══ Task material ══

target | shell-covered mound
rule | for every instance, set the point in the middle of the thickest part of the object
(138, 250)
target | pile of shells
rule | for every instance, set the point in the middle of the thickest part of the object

═══

▶ [Task requirements] For each line in the data that holds the word "target", copy the line.

▶ [Answer for this exercise]
target | shell-covered mound
target | pile of shells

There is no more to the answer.